:: SET TASK ::
Can you edit the listing below so that "instance" is changed to "occurrence" everywhere it appears, with nothing else altered?
--- Start of DATA RECORDS ---
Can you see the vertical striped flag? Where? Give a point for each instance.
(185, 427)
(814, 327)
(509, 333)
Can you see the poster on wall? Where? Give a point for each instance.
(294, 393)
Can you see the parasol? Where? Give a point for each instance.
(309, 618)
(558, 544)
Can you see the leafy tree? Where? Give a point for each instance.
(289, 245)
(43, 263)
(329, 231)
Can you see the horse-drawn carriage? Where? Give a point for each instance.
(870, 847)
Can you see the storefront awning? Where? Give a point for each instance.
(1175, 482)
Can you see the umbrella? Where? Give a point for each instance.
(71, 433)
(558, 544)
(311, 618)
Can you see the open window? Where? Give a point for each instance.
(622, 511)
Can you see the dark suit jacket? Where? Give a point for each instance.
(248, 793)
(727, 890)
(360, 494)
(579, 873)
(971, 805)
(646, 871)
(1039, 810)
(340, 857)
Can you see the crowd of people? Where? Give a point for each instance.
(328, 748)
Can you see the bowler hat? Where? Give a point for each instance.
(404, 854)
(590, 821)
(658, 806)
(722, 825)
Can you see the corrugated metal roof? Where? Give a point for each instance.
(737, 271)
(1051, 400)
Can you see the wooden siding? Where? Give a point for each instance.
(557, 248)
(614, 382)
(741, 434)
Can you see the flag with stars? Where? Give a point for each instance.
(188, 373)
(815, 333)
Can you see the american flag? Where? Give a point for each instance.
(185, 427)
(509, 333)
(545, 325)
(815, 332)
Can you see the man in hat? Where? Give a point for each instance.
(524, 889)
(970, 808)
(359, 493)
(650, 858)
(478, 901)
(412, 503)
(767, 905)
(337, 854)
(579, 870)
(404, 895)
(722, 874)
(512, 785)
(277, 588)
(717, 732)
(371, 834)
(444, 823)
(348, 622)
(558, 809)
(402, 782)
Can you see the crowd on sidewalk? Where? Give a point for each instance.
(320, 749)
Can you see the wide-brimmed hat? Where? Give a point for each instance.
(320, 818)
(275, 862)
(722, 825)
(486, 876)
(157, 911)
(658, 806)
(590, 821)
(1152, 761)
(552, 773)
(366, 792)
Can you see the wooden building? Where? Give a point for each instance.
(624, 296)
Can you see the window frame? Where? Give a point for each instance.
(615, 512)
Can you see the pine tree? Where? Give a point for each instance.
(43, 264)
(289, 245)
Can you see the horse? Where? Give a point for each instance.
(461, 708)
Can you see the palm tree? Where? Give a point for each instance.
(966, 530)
--- End of DATA RECORDS ---
:: RESPONSE FOR THIS EXERCISE ::
Can you see the vertical striped flag? Where? Give a point for each occurrence.
(185, 427)
(814, 327)
(509, 333)
Can you see the poster on wall? Where? Give a point for each occurrence.
(294, 393)
Can you see the parasol? Where? Give a point for each occurrence.
(309, 618)
(558, 544)
Can you see the leafy tree? Where? Give a point for each occurrence.
(289, 245)
(43, 263)
(329, 231)
Can you see the horse-drawn carriage? Where? Give a point for each occurrence.
(870, 847)
Can you see the storefront awning? Where? Give a point for each occurrence.
(1175, 482)
Can you see the umbrella? Where? Give a point for each occurrence.
(71, 433)
(558, 544)
(311, 618)
Can you see the open window? Where? Give a point for each occurrence.
(622, 511)
Can you see the dark suit jacket? Where? Give a point for each occurrence.
(248, 793)
(727, 890)
(360, 494)
(579, 873)
(971, 805)
(646, 871)
(1039, 810)
(340, 857)
Can you see the crowd of people? Where? Give a point for each occurrence.
(328, 748)
Can you see the bowler hat? Where? Give a point for each occurrence.
(404, 854)
(590, 821)
(658, 806)
(722, 825)
Can you see the corrugated metal roof? Where? Give a point for each occurrence.
(737, 271)
(1051, 400)
Can you see the wooden siding? Where? Give a point for each occurrence.
(557, 248)
(614, 382)
(741, 434)
Can you see the flag with stars? Where? Give a point for each occurrence.
(188, 373)
(815, 333)
Can you see the american flag? Where? Give a point for each occurrence.
(185, 427)
(509, 333)
(545, 325)
(815, 332)
Can you see the man in hat? Where? Give a point for each occurrence.
(524, 889)
(970, 808)
(359, 493)
(650, 858)
(478, 901)
(412, 503)
(767, 905)
(337, 854)
(579, 870)
(404, 895)
(722, 874)
(512, 785)
(277, 588)
(717, 732)
(371, 834)
(444, 823)
(348, 622)
(558, 809)
(402, 782)
Can you see the crowd on sidewalk? Where? Give a point for each occurrence.
(320, 749)
Can you see the wide-brimmed hat? Where? Give a point for each occurrence.
(320, 818)
(275, 862)
(722, 825)
(486, 876)
(157, 911)
(658, 806)
(590, 821)
(1152, 761)
(552, 773)
(366, 792)
Can you see the wooden building? Where? Give a point for each occurrence.
(624, 296)
Can you see the window frame? Where? Give a point for each occurrence.
(615, 512)
Can you see the pine tree? Where? Give a point for each occurrence.
(43, 264)
(289, 245)
Can you see the horse? Where? Give a point for each occurrence.
(461, 708)
Can you see the palm tree? Where? Give a point for each occurrence.
(966, 530)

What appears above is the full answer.